====== Source data ======

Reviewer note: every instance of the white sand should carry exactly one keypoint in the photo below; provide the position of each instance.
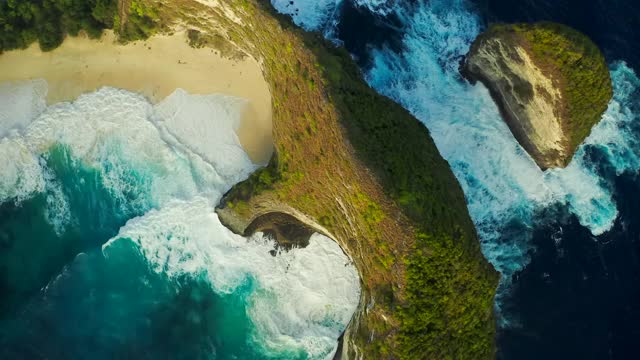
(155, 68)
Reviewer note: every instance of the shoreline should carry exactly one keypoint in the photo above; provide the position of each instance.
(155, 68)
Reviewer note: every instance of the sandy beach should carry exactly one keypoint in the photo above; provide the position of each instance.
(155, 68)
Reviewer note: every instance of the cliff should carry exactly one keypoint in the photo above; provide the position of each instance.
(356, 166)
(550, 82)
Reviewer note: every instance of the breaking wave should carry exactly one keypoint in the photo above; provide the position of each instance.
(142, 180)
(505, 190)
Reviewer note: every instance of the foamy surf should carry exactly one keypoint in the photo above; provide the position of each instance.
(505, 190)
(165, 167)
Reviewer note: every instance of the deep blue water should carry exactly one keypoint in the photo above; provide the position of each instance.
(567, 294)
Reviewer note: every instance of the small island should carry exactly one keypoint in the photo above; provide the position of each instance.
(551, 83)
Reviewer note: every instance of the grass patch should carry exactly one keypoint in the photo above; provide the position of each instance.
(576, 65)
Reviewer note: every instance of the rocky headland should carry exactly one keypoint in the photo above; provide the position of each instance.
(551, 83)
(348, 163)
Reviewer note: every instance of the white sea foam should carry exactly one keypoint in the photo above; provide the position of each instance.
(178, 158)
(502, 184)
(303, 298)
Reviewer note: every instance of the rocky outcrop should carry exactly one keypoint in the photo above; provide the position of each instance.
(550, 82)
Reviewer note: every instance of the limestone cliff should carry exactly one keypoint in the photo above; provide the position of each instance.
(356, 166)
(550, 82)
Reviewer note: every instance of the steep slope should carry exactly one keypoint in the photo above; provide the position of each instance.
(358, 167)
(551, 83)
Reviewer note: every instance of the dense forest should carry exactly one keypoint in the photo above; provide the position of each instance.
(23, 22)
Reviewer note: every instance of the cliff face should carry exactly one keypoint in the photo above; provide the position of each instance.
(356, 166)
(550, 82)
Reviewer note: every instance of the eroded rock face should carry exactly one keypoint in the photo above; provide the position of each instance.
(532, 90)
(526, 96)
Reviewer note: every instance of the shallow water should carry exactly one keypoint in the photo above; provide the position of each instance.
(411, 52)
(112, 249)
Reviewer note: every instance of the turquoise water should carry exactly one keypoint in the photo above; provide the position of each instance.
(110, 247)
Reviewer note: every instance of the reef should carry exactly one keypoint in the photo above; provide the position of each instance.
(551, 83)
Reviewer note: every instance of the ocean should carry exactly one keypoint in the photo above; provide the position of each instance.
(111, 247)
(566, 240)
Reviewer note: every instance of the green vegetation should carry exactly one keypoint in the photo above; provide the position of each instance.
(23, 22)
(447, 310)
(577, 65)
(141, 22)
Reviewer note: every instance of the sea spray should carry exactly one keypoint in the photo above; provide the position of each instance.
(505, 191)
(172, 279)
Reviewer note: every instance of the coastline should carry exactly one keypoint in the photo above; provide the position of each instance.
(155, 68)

======

• _Exercise directions_: Put every line of the records above into a Markdown table with the columns Row and Line, numbering the rows and leaving out blank lines. Don't include the pictures.

• _Solution to this task_:
| Row | Line |
|---|---|
| 1 | Reviewer note: every instance of the white sand should carry exactly one keypoint in the photo below; provide the position of each instance. |
| 2 | (155, 68) |
| 3 | Reviewer note: every instance of the shoreline should carry exactly one keypoint in the photo above; provide the position of each instance. |
| 4 | (155, 68) |
| 5 | Reviewer note: every instance of the sandy beach should carry exactly one keypoint in the photo above; provide the position of each instance. |
| 6 | (155, 68) |
| 7 | Reviewer note: every instance of the cliff should carry exactly one keypoint in the photo above; provide the position of each instance. |
| 8 | (356, 166) |
| 9 | (550, 82) |
| 10 | Reviewer note: every instance of the breaking wave should carry exactly one keypoint in the photo above; provide the position of each instance. |
| 11 | (142, 180) |
| 12 | (505, 190) |
| 13 | Reviewer note: every instance of the foamy surf should carry exactly one keypoint in the photo above; provide the position of each instance. |
| 14 | (505, 190) |
| 15 | (165, 167) |
| 16 | Reviewer note: every instance of the deep blue water should carry exactly one keypoint in the photo above; provide the position of each instance. |
| 17 | (567, 294) |
| 18 | Reviewer note: every instance of the small island should carry exactly one keypoint in the photo above; provide the position of each instance. |
| 19 | (551, 83) |
| 20 | Reviewer note: every instance of the grass patch should carry exactly one keypoint in the photo above; provide the position of each instance. |
| 21 | (576, 65) |
| 22 | Reviewer note: every instance of the rocky headland should carry exactly one keypoint in the photo above; provide the position of each instance. |
| 23 | (551, 83) |
| 24 | (348, 163) |
| 25 | Reviewer note: every instance of the white sea foam should carry exactly one keypoint in the photo above; provide the position of each instance. |
| 26 | (178, 158) |
| 27 | (502, 184) |
| 28 | (303, 298) |
| 29 | Reviewer note: every instance of the rocky outcrop should carry exactly one keypoint in the photo above; provide the position of each instance. |
| 30 | (550, 82) |
| 31 | Reviewer note: every instance of the limestone cliff should carry exactly one keypoint in the photo above; provide the position of each instance. |
| 32 | (356, 166) |
| 33 | (550, 82) |
| 34 | Reviewer note: every instance of the steep slope should carry exactly one keypoint in the photo above; provide the position of each instance. |
| 35 | (358, 167) |
| 36 | (551, 83) |
| 37 | Reviewer note: every instance of the dense forest should carry exactly one keypoint in the photo above; provide the position of each instance. |
| 38 | (23, 22) |
| 39 | Reviewer note: every instance of the cliff face should carry exactly one keypoint in the photo above; provide the position of each instance. |
| 40 | (356, 166) |
| 41 | (550, 82) |
| 42 | Reviewer note: every instance of the eroded rock face should carry exactly one keypoint in the photo above; provide the position of each instance. |
| 43 | (532, 90) |
| 44 | (526, 96) |
| 45 | Reviewer note: every instance of the shallow water should carry exactly one keypoint in the photo above; provide the position of each instance. |
| 46 | (411, 52) |
| 47 | (112, 249) |
| 48 | Reviewer note: every instance of the turquoise water should carry exactly one keypoint in the photo above; provide the position of each instance. |
| 49 | (110, 247) |
| 50 | Reviewer note: every instance of the reef should carry exactly one keypoint in the photo above; provide the position of each instance. |
| 51 | (551, 83) |
| 52 | Reviewer note: every instance of the ocean should carry exactly one keypoint in the photo above; provide the position of each instance. |
| 53 | (111, 247) |
| 54 | (566, 240) |
| 55 | Reviewer note: every instance of the green vegetation should carry exactly one keypoint in the photo above; provide the position of each instance. |
| 56 | (23, 22) |
| 57 | (447, 310) |
| 58 | (577, 65) |
| 59 | (141, 22) |
| 60 | Reviewer note: every instance of the sea spray should carry exactly one keypoint in the photo above; provide the position of each instance. |
| 61 | (505, 191) |
| 62 | (172, 279) |
| 63 | Reviewer note: every instance of the coastline should carry exactly one keypoint in the photo above; provide the position of each instance. |
| 64 | (155, 68) |